┌─ Provided material

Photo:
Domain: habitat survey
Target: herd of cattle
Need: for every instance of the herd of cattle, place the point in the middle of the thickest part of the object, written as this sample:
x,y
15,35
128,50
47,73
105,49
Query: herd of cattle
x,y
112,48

└─

# Work instruction
Where the line containing "Need: for every" appears, begin a word-for-word copy and carry it through the last line of the listing, leaving out all other lines.

# Answer to the problem
Need: for every instance of the herd of cattle, place the point in the middle of the thickest part of the object, written as this sample:
x,y
15,35
128,50
47,73
105,49
Query: herd of cattle
x,y
112,48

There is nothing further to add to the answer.